▸ **RECORDS PROVIDED**
[BEGIN]
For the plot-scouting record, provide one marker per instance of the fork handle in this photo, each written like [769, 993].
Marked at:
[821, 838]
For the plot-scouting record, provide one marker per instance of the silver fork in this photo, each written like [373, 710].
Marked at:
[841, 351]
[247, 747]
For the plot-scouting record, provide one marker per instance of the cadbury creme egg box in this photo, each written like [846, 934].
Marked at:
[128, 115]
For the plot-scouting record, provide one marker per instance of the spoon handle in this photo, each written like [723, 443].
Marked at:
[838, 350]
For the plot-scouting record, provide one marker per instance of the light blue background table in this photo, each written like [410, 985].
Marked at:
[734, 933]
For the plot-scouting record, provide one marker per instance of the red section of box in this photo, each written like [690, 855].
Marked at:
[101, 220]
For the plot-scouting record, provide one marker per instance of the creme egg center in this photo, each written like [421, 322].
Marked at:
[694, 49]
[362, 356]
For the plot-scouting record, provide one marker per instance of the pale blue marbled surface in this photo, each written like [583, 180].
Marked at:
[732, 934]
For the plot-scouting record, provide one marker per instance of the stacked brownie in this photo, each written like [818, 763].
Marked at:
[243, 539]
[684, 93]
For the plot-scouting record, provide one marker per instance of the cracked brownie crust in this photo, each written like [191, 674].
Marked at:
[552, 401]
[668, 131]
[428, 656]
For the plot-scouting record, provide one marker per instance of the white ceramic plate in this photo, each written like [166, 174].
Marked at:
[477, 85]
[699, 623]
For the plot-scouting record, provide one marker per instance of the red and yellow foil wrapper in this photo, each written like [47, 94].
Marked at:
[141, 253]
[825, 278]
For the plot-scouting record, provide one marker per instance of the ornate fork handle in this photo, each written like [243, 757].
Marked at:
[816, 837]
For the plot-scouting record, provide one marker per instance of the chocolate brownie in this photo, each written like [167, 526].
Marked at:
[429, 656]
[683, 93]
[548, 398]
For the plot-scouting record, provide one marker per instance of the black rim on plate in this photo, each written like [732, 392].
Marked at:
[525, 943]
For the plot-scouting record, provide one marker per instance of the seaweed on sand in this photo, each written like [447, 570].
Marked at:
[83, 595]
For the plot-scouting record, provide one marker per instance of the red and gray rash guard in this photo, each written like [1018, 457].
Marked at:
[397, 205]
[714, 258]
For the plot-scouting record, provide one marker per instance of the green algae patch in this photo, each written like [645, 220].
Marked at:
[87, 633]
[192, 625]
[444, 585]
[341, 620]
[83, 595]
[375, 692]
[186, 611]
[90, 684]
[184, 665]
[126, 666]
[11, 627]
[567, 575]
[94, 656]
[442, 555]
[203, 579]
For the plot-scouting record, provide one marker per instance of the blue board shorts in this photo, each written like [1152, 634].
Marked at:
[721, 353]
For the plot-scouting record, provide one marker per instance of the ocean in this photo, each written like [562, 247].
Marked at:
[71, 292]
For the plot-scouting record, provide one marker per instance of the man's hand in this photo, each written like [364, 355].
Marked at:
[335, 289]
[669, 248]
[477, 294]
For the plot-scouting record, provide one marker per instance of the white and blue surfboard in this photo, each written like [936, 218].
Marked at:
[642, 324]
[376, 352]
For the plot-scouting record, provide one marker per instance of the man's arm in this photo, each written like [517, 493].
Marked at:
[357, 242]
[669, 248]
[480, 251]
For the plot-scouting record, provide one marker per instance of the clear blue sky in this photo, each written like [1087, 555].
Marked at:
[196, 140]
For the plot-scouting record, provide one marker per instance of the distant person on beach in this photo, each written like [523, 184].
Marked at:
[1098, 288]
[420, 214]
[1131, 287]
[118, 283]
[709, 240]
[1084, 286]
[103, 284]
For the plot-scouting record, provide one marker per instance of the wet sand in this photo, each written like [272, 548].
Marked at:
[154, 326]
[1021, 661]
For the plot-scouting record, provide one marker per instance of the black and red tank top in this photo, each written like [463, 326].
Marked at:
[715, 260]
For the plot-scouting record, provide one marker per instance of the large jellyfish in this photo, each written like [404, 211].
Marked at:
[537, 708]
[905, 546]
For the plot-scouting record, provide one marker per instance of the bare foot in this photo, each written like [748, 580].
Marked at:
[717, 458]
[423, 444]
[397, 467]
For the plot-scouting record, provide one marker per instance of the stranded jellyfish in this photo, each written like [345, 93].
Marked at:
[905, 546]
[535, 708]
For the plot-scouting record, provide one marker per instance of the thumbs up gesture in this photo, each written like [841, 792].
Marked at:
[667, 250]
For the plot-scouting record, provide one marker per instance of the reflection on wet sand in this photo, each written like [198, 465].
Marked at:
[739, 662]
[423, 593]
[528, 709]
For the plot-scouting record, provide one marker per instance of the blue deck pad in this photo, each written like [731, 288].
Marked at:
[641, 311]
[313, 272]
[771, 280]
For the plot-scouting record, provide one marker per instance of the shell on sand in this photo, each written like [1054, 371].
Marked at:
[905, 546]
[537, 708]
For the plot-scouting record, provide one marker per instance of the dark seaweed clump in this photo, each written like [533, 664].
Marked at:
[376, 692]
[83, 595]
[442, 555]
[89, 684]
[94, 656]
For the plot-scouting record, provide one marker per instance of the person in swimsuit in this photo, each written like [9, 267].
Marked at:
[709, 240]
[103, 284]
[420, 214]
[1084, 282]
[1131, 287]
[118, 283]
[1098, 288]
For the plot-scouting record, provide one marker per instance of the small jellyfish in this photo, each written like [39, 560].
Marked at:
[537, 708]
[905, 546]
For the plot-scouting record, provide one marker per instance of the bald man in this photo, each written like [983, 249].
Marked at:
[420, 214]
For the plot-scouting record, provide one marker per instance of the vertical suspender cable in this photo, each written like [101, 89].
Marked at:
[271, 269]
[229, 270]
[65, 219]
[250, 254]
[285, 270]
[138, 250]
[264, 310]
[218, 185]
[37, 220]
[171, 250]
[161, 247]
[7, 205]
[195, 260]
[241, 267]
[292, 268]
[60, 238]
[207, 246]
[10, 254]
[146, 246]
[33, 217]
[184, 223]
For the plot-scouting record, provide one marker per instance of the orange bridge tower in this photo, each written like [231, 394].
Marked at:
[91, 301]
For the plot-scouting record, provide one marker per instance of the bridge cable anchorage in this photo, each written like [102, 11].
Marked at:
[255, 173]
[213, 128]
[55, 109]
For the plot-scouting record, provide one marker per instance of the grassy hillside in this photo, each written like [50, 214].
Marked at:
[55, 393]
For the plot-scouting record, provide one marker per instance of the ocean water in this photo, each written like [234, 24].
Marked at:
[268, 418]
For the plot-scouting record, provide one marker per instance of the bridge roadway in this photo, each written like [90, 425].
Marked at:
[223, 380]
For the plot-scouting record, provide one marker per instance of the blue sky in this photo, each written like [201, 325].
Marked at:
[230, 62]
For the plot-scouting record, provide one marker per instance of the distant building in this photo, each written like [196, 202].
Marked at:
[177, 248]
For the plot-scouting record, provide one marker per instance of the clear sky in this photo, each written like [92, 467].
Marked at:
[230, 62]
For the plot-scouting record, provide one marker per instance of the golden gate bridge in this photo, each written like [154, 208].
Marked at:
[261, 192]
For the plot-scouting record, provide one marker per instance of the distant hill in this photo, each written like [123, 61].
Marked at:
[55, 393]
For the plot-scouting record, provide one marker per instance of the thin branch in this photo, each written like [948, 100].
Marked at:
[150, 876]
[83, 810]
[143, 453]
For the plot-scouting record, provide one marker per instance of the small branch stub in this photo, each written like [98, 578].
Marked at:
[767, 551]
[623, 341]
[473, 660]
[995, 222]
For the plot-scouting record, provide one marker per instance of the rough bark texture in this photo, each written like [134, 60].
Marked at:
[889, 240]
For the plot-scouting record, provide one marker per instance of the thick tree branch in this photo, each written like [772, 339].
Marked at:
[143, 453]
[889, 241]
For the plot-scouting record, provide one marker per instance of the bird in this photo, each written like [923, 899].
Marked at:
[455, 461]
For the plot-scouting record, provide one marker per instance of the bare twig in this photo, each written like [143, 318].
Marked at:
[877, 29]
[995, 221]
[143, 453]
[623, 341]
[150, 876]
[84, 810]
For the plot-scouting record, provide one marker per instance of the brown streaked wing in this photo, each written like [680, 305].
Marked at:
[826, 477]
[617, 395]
[END]
▸ **WHAT THE EXERCISE ASKS**
Copy each line exactly, from the line containing "like [92, 467]." down to the last line of the material, and no other lines.

▸ **RESPONSE FOR THIS EXERCISE**
For the plot-scouting record, provide one marker per instance of the clear sky in this photo, each written like [92, 467].
Marked at:
[230, 62]
For the plot-scouting record, provide one marker per instance of the golden gate bridge in this photo, each written like [154, 208].
Marked at:
[261, 192]
For the plot-scouting record, provide one marker per instance of the distant hill in this photo, each written like [123, 61].
Marked at:
[55, 393]
For the plot-scouting record, provide one marker per instance of the thin branch in this photo, each written like [948, 100].
Marked at:
[150, 876]
[83, 810]
[143, 453]
For the plot-scouting record, provide one marker per instance of the small branch stub in this photo, each written like [98, 578].
Marked at:
[767, 551]
[623, 341]
[473, 660]
[995, 222]
For the plot-scouting record, provide one marker per instance of the rough bark texture in this photo, each written like [134, 60].
Marked at:
[889, 240]
For the plot-scouting record, provide one marker per instance of the thick tree branch in this photo, each written like [772, 339].
Marked at:
[143, 453]
[889, 241]
For the plot-scouting record, provide one marker per instance of the bird in this photo, each written like [923, 899].
Marked at:
[455, 461]
For the plot-scouting record, provide one marker per instance of the bare twig in this photo, each written like [143, 318].
Marked at:
[877, 29]
[995, 221]
[143, 453]
[623, 341]
[150, 876]
[84, 810]
For the plot-scouting record, provide one marker per instance of the brown streaked wing in this photo, each written like [680, 305].
Marked at:
[826, 477]
[617, 395]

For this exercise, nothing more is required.